▸ Provided entries:
****************

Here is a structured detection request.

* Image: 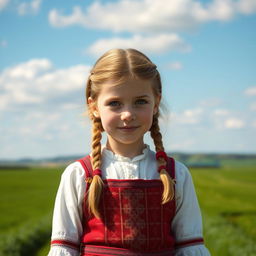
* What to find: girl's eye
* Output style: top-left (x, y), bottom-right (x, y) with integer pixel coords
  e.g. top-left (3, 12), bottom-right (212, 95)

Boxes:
top-left (135, 99), bottom-right (148, 105)
top-left (108, 101), bottom-right (121, 107)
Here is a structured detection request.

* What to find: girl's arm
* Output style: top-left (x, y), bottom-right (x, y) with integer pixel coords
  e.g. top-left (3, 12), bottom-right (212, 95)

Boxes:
top-left (172, 161), bottom-right (210, 256)
top-left (48, 162), bottom-right (85, 256)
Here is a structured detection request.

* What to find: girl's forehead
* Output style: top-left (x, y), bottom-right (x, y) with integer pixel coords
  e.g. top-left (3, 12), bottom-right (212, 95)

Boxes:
top-left (100, 79), bottom-right (153, 95)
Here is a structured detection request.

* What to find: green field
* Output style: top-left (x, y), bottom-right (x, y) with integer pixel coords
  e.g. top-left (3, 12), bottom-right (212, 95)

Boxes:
top-left (0, 163), bottom-right (256, 256)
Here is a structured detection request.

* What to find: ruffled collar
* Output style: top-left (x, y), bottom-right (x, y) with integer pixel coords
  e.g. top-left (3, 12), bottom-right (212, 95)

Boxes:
top-left (102, 144), bottom-right (150, 162)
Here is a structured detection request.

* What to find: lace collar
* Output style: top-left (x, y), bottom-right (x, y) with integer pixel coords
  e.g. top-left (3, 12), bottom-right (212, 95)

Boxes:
top-left (102, 144), bottom-right (150, 162)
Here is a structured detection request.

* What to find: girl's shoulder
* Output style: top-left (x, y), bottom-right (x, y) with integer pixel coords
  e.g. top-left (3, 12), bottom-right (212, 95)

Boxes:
top-left (61, 161), bottom-right (85, 179)
top-left (174, 159), bottom-right (191, 183)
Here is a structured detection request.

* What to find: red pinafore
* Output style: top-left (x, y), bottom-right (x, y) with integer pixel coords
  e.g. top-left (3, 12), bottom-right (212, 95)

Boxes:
top-left (78, 156), bottom-right (175, 256)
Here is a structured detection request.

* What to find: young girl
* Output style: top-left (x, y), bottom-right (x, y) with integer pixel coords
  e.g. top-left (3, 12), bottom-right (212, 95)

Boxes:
top-left (48, 49), bottom-right (210, 256)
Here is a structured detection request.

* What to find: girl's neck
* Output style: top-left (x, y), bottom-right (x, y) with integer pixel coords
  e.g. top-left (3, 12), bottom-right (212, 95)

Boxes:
top-left (106, 140), bottom-right (145, 159)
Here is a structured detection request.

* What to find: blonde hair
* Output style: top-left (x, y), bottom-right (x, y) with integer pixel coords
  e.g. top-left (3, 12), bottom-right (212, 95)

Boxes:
top-left (86, 49), bottom-right (174, 218)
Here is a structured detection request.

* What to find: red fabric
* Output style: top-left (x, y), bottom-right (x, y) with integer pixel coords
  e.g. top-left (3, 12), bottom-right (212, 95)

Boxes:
top-left (156, 151), bottom-right (168, 161)
top-left (79, 157), bottom-right (175, 256)
top-left (81, 245), bottom-right (174, 256)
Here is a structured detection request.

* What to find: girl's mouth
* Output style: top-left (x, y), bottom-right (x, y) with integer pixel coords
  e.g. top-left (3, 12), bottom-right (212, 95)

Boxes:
top-left (118, 126), bottom-right (139, 131)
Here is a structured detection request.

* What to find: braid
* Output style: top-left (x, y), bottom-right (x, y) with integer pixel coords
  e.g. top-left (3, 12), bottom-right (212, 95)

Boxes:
top-left (150, 112), bottom-right (174, 204)
top-left (87, 119), bottom-right (103, 218)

****************

▸ Objective:
From the material above, copy every line that contains the word "collar".

▸ Exercise answer:
* What to find: ruffled collar
* What to find: lace collar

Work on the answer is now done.